In the article on deriving the Bellman equation below, reproduce word for word the passage that begins with the words containing "Note that $G_t$" and ends with "a)$ is defined as follows.".

EXTRACT TO READ:
_ _ _ _ _ _ _

Bellman Equation: How to Derive?

In this article, we will perform the derivation of Bellman equation for both state-value and action-value functions. Then, we will go through a simple Grid World example on using Bellman equation to obtain the value of each state.

The State-Value Function

A state-value function describes the expected return of the agent for a given state $s$ following a given policy, $\pi$. The state-value function is denoted by $v_{\pi}(s)$ is defined as follows.

\[v_{\pi}(s) \doteq \mathbb{E}_{\pi} \left[ G_t | S_t = s \right] \label{eq:sv_ori}\]

where

$\pi$: a given policy applied by the agent to interact with the environment,
$s$: current state on the environment, and
$G_t$: the return, which is the sum over the future rewards.

Note that $G_t$ is a random variable, therefore the state-value function is defined as the expected return of the agent for a given state $s$.

Bellman Equation: State-Value Function

The Bellman equation for the state-value function is defined as follows.

\[v_{\pi}(s) \doteq \sum_{a} \pi(a|s) \sum_{s'} \sum_{r} p(s', r | s, a) \left[ r + \gamma v_{\pi} (s') \right] \label{eq:sv_bellman}\]

Notice how the state-value function for the current state $v_{\pi}(s)$ can be expressed as a recursive function with respect to the state-value function for the next state $v_{\pi}(s’)$.

The Action-Value Function

An action-value function describes what happens when the agent selects the particular action $a$ during the state $s$, and then follow the policy $\pi$. The action-value function, denoted by $q_{\pi}(s, a)$ is defined as follows.

\[q_{\pi}(s, a) \doteq \mathbb{E}_{\pi} \left[ G_t | S_t = s , A_t = a\right] \label{eq:av_ori}\]

where

$\pi$: a given policy applied by the agent to interact with the environment,
$s$: current state on the environment,
$a$: the selection action for current state $s$, and
$G_t$: the return, which is the sum over the future rewards.

Bellman Equation: Action-Value Function

Similarly, the action-value function is defined as the expected return of the agent for selected action $a$ and given state $s$.

_ _ _ _ _ _ _

SUPPLIED MATERIAL:

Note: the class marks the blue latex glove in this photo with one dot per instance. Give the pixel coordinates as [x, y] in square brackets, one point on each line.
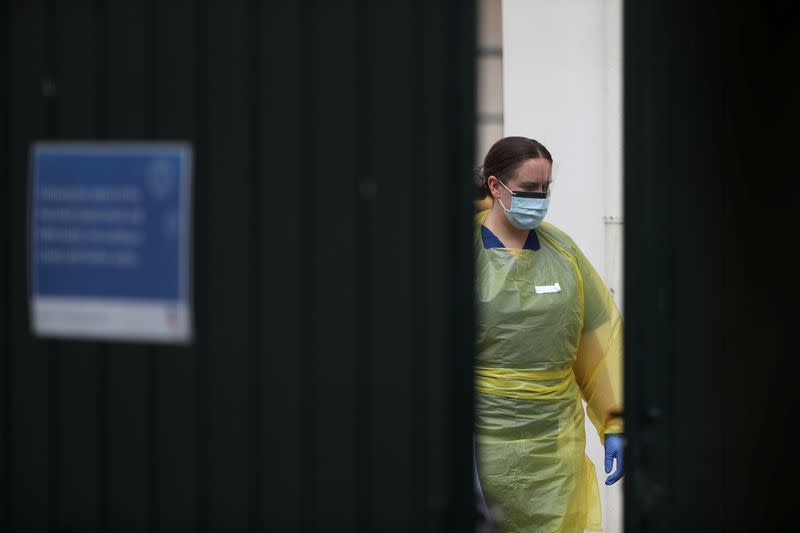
[614, 449]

_ _ _ _ _ _ _

SOLUTION FOR THIS EXERCISE:
Note that $G_t$ is a random variable, therefore the state-value function is defined as the expected return of the agent for a given state $s$.

Bellman Equation: State-Value Function

The Bellman equation for the state-value function is defined as follows.

\[v_{\pi}(s) \doteq \sum_{a} \pi(a|s) \sum_{s'} \sum_{r} p(s', r | s, a) \left[ r + \gamma v_{\pi} (s') \right] \label{eq:sv_bellman}\]

Notice how the state-value function for the current state $v_{\pi}(s)$ can be expressed as a recursive function with respect to the state-value function for the next state $v_{\pi}(s’)$.

The Action-Value Function

An action-value function describes what happens when the agent selects the particular action $a$ during the state $s$, and then follow the policy $\pi$. The action-value function, denoted by $q_{\pi}(s, a)$ is defined as follows.